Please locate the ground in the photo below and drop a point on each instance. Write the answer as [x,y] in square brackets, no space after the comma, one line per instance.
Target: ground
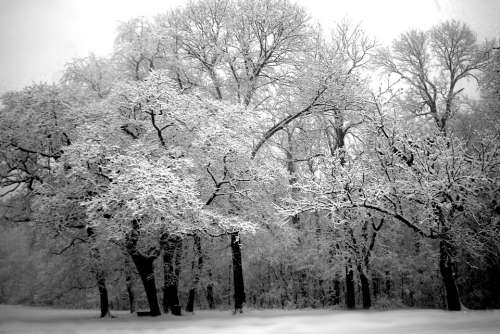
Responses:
...
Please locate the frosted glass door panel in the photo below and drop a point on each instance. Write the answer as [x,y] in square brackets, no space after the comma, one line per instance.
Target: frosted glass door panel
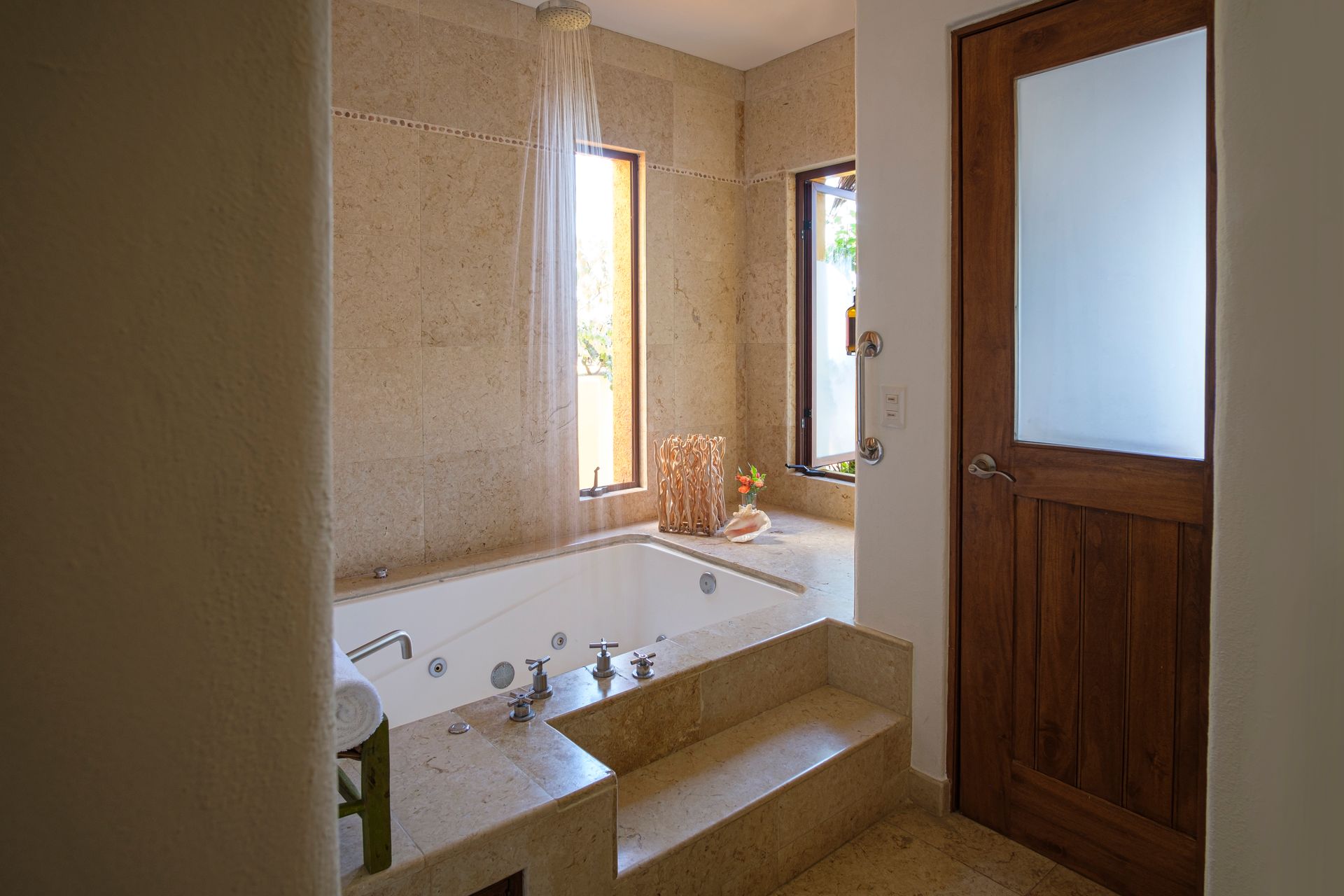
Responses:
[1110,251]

● **WHAT YOU ARE ASKED TO DO**
Each line in the material with "point" in it must be reported.

● **RESPONSE**
Please locate the ground in the photo below and drop a point on each instance. Write the answer as [x,y] in square brackets, no space after the comma, one line per instance.
Please locate the frosted glass door panel in the photo below and drop a point on each instance. Write the answer as [x,y] in square brackets, no space after the comma, one line per instance.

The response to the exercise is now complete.